> [To do]:
Beginning with the line containing "specified car and" and ending with the last line of the records, set down every line exactly.
Segment Start: Dataset entries
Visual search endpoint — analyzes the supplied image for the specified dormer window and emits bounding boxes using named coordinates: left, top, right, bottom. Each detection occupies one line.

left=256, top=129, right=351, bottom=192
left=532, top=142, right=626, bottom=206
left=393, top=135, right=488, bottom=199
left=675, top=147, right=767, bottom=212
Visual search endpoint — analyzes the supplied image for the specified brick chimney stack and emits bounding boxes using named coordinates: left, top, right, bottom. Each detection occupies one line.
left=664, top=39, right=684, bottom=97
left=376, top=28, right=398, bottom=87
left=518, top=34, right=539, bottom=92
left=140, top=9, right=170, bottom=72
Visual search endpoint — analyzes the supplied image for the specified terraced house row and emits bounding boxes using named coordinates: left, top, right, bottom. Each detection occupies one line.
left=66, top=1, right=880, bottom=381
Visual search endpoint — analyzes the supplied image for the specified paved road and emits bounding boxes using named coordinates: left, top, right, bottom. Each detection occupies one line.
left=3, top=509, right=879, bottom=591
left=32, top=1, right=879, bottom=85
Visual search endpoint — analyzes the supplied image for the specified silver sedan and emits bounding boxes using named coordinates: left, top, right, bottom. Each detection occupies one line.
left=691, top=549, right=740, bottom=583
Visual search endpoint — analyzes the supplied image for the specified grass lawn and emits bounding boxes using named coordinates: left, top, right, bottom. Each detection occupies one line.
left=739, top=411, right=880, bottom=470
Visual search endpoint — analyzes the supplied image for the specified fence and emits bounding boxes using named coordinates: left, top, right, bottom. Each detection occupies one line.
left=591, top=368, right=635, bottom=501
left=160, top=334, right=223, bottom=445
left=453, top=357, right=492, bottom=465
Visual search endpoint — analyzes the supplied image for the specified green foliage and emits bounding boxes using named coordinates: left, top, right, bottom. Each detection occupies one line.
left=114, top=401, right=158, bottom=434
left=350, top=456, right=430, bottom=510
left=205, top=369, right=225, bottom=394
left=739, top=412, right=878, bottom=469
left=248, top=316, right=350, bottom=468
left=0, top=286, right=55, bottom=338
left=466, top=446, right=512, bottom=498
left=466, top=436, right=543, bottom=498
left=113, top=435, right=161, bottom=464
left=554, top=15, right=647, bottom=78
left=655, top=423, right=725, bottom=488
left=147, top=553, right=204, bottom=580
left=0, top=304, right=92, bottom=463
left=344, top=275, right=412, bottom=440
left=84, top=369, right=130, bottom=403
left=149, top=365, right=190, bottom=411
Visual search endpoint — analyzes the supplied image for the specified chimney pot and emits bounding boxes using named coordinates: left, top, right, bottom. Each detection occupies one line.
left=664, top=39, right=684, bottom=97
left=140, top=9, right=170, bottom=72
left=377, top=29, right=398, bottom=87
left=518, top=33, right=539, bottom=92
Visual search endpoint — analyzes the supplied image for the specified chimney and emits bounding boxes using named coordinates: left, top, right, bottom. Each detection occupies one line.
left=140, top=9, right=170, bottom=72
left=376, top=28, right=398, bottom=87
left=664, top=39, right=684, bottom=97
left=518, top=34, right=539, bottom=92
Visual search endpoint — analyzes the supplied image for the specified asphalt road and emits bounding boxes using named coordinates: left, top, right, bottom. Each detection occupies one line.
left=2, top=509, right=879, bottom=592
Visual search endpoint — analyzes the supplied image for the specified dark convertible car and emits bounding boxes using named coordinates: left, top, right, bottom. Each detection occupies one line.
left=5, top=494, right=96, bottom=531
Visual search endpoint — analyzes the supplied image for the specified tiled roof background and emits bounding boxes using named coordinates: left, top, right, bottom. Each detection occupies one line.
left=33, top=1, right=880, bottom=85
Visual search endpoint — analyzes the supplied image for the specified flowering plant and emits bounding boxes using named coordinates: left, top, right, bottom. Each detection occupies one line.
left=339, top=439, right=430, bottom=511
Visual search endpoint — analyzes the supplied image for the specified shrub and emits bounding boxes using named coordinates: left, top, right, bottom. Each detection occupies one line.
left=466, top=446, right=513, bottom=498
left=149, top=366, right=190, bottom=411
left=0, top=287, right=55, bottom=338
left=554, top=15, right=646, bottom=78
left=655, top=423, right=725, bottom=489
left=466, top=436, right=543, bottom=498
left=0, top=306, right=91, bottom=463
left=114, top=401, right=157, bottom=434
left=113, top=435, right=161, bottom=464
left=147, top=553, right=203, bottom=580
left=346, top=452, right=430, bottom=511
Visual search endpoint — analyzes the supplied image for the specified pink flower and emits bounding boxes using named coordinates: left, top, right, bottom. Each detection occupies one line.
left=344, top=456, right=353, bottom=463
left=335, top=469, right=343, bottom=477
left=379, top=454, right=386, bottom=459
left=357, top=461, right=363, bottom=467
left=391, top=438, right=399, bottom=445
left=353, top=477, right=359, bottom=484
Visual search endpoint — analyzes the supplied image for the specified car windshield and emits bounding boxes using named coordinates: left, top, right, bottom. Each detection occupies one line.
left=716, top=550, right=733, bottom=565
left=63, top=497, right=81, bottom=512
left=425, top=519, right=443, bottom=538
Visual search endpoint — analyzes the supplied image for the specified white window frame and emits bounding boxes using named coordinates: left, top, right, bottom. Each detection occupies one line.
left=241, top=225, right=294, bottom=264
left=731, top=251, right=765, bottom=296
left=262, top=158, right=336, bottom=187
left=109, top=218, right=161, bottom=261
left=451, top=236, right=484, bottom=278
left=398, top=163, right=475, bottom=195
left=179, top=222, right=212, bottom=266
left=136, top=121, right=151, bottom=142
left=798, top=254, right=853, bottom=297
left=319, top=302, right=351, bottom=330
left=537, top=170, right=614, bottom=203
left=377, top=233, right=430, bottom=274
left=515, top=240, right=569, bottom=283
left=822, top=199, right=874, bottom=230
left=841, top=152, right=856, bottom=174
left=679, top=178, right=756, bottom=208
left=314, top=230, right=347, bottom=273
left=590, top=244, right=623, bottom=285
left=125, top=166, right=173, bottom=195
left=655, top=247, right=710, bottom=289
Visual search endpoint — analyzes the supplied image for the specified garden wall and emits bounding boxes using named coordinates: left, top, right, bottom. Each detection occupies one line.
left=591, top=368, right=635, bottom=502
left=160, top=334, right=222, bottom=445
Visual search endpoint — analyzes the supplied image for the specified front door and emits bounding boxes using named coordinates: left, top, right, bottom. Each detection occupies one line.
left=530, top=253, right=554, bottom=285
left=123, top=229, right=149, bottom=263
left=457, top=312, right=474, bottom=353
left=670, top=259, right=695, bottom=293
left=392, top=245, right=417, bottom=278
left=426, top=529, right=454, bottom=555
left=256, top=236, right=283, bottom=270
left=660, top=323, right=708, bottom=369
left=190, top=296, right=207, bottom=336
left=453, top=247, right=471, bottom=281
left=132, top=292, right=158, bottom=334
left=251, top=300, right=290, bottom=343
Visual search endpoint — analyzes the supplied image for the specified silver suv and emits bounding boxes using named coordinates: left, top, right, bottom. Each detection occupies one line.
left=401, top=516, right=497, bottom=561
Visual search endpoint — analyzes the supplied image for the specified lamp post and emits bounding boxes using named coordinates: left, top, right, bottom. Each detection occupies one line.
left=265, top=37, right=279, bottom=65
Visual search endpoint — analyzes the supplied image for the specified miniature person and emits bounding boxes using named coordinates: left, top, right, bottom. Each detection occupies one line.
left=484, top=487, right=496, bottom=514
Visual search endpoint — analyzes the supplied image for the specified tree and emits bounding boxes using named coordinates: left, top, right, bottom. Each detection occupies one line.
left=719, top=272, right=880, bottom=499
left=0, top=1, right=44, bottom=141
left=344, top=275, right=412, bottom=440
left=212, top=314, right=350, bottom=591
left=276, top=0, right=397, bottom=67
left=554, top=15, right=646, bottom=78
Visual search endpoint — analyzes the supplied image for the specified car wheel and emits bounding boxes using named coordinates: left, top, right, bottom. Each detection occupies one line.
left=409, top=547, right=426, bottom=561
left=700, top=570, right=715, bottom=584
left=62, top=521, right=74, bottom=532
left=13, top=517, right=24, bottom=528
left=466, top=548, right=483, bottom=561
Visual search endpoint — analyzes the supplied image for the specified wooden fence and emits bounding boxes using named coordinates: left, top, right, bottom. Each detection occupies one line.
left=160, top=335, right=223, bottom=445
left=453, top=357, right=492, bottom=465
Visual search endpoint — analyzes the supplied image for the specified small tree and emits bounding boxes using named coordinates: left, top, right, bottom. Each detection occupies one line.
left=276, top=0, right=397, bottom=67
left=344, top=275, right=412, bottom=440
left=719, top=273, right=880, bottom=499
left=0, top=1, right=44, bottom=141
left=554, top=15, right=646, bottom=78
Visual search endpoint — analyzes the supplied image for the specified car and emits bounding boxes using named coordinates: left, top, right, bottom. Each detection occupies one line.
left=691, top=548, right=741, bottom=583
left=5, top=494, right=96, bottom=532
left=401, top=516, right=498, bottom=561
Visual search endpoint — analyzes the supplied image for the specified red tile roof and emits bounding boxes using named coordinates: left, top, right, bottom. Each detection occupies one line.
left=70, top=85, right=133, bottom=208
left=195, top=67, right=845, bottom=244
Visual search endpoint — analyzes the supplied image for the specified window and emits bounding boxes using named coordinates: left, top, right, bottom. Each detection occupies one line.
Segment End: Dataset entries
> [Response below]:
Visual search endpoint — analyzes the supplied image for the specified car and emits bounding boxes using named coordinates: left, top, right, bottom. Each detection occupies one line.
left=691, top=548, right=741, bottom=583
left=5, top=494, right=96, bottom=532
left=401, top=516, right=498, bottom=561
Visual search endpoint — analyzes the supplied image for the specified red tile roof and emits bounding boxes using named coordinates: left, top, right, bottom. Each detection occupies one line.
left=70, top=85, right=133, bottom=208
left=195, top=67, right=845, bottom=244
Visual search endpoint — analyzes the supplied image for the specified window and emits bounding boxes using named coordinates: left, top, right, bottom. Each detection occupies one line.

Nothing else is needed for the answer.